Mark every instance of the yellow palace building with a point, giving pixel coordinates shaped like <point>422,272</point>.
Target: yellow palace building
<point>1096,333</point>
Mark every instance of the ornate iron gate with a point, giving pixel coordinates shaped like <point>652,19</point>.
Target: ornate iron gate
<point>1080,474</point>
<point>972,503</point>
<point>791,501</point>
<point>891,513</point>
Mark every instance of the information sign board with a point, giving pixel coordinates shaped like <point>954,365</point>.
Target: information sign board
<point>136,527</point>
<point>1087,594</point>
------------------------------
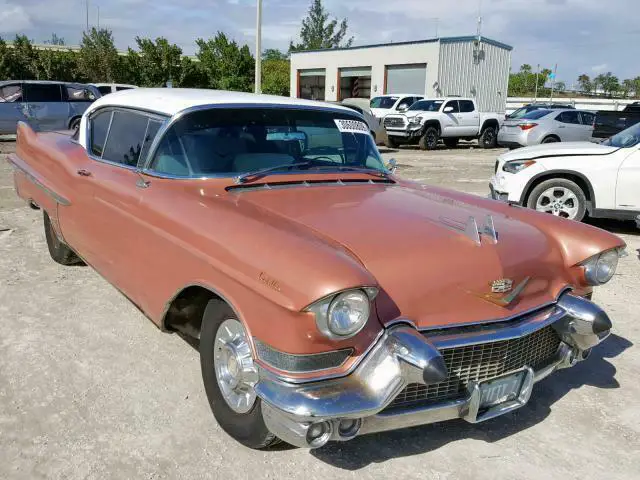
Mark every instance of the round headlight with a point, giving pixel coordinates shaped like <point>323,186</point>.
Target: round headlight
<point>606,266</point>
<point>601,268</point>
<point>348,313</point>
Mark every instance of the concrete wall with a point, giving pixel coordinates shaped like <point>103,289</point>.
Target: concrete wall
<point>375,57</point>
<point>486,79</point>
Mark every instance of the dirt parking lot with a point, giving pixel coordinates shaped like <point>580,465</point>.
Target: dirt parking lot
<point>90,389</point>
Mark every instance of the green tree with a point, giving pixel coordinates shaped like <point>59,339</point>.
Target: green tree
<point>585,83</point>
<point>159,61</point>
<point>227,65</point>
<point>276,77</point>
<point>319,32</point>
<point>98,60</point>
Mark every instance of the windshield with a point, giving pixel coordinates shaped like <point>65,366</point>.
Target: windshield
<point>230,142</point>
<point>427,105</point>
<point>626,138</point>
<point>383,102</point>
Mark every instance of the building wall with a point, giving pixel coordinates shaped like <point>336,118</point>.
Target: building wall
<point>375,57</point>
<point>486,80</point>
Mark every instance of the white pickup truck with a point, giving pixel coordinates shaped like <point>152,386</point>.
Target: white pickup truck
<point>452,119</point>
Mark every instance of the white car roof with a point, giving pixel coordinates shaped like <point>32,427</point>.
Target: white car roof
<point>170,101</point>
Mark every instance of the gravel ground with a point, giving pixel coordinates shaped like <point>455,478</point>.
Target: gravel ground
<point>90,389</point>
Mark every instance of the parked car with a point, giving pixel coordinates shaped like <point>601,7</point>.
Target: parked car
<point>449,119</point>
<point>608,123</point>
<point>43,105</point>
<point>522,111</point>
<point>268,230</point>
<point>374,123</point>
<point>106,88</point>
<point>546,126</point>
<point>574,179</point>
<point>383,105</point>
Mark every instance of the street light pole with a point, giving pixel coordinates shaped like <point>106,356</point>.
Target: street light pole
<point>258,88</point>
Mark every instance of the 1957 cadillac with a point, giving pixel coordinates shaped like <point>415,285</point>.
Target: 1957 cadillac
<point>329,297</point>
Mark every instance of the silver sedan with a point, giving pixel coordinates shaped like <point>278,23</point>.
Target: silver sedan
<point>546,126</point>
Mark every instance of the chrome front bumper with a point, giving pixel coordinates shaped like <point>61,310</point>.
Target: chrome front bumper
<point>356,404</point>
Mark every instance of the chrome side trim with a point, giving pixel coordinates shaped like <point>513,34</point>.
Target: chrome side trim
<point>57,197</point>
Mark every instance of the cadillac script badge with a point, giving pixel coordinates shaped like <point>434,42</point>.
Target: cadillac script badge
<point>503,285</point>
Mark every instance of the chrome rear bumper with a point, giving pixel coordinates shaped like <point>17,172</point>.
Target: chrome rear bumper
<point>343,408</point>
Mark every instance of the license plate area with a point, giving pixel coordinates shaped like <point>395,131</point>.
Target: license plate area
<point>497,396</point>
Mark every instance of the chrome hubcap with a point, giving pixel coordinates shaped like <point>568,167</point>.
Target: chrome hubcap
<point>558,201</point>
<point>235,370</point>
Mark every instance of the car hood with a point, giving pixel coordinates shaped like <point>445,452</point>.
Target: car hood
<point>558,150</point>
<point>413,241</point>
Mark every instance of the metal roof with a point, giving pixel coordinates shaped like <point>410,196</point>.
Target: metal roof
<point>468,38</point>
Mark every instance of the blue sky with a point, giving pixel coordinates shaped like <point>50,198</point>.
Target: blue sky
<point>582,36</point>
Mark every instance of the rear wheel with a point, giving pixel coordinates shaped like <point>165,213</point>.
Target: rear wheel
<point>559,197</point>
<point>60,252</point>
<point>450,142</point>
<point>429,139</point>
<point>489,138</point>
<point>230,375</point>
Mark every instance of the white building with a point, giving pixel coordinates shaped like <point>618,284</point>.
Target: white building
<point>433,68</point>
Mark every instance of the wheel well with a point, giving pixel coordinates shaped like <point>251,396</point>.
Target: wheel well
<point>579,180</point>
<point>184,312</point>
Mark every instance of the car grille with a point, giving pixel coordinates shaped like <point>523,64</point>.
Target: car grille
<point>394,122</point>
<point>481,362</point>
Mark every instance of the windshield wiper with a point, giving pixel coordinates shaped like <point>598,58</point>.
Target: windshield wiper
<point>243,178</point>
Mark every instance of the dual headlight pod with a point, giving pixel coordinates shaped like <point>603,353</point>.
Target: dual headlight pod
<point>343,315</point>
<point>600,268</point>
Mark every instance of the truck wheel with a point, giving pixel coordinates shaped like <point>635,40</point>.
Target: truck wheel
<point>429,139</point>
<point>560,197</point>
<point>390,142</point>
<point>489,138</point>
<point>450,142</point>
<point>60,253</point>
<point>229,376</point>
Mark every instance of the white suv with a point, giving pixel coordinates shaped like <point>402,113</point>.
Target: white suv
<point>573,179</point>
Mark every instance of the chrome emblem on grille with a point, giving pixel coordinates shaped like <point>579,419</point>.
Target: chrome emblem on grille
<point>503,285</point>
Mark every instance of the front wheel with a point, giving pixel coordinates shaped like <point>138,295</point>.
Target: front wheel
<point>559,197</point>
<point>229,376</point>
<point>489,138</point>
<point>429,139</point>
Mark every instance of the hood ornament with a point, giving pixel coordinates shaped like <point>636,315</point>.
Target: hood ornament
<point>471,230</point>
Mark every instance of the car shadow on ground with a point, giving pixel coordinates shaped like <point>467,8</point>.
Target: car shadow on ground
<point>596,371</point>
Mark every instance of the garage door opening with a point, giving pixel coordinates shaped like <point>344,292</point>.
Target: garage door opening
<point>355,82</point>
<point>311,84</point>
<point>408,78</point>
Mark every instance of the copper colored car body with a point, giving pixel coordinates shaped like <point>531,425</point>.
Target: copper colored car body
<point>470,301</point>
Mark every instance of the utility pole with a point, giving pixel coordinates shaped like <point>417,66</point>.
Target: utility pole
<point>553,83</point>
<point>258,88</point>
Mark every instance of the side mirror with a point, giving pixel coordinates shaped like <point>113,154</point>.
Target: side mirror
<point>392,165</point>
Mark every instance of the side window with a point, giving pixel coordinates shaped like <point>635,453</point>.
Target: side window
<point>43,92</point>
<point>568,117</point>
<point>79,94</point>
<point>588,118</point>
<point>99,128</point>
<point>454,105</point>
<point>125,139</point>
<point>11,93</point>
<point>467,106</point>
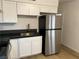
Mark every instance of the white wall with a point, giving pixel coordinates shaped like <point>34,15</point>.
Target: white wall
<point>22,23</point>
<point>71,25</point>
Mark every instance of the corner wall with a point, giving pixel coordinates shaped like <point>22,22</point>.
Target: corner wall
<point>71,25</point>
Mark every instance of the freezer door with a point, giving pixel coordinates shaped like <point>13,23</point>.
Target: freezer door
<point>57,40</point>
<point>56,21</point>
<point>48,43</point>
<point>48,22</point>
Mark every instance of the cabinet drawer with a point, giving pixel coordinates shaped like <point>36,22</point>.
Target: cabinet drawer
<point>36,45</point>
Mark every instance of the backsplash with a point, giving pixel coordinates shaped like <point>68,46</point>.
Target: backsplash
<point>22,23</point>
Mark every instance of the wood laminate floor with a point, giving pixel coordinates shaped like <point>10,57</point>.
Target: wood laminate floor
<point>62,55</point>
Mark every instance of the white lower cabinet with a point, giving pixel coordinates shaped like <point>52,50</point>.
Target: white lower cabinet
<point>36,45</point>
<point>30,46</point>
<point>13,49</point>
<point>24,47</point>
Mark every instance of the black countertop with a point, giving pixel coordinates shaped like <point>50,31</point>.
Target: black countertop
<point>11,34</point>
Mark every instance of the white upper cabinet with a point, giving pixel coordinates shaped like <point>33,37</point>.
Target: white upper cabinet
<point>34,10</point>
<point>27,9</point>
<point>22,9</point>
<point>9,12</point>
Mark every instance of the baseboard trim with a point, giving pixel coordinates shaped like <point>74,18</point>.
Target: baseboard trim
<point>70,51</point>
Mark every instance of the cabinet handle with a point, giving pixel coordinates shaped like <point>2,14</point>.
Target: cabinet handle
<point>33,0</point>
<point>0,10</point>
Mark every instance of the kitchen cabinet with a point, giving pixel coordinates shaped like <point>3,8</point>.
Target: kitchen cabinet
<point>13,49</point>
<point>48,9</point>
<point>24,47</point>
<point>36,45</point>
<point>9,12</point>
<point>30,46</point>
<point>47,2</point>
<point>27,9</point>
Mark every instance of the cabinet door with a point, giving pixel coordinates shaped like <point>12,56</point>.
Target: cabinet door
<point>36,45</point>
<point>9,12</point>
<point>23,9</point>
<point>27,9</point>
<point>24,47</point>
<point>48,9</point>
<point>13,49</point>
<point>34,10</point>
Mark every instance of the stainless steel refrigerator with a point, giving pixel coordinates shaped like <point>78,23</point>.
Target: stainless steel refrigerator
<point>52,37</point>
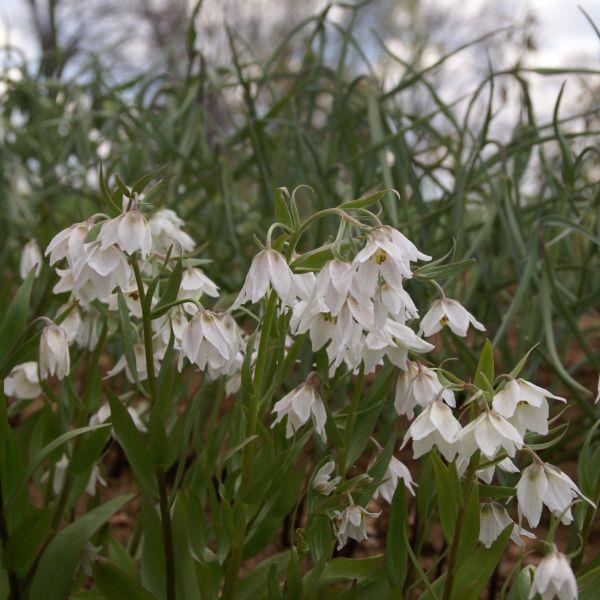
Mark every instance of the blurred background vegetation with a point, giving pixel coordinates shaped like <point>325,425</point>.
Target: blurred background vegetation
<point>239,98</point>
------------------------------
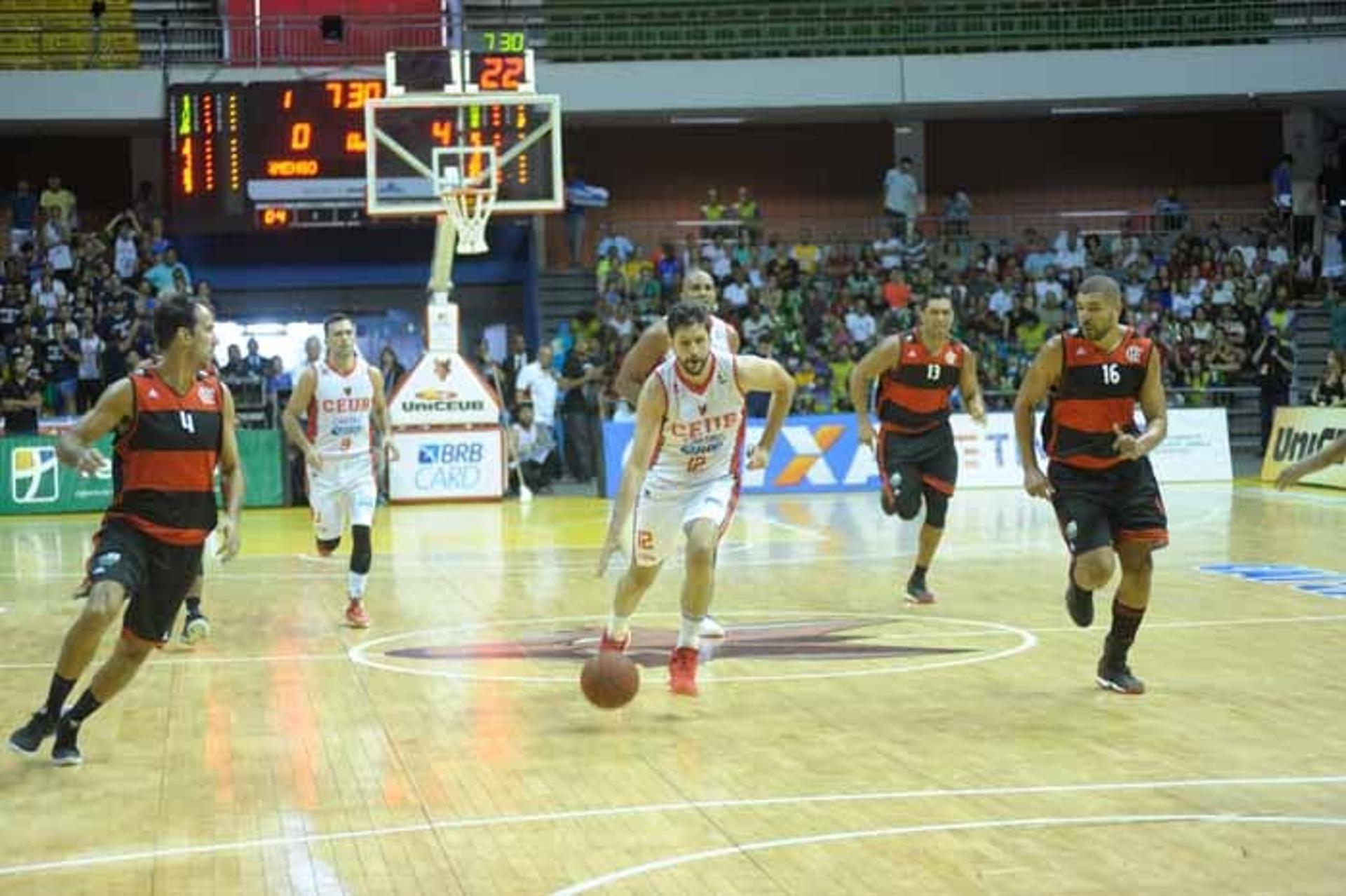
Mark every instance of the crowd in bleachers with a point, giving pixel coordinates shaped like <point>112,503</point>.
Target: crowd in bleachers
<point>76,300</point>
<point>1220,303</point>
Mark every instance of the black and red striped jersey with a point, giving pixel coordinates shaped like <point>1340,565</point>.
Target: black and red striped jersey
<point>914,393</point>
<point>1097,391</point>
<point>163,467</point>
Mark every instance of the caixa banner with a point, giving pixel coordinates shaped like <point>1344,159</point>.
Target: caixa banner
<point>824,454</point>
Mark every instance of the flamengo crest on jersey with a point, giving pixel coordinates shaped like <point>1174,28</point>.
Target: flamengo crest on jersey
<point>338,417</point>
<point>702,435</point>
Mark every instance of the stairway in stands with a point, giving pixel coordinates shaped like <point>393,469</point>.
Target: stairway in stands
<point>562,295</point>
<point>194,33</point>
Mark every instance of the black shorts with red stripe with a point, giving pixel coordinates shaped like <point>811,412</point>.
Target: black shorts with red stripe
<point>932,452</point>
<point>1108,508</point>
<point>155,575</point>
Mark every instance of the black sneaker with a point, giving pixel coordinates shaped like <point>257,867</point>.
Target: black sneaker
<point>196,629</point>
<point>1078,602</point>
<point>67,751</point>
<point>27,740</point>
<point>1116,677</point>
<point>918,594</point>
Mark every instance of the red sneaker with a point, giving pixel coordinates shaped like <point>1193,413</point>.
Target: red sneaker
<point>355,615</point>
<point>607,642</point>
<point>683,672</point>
------------------------------
**Problem details**
Only the lines above starting at the one containing "Mark every instance of the yellow" and ending at the one containing "Mark every instance of the ornate", both included, are to be returned, exactly as they read.

**Response**
Mark every instance of the yellow palace building with a point, giving pixel coordinates shaped like <point>422,272</point>.
Target: yellow palace building
<point>1096,333</point>
Mark every instance of the ornate iron gate with a point, giving pixel coordinates shaped like <point>652,19</point>.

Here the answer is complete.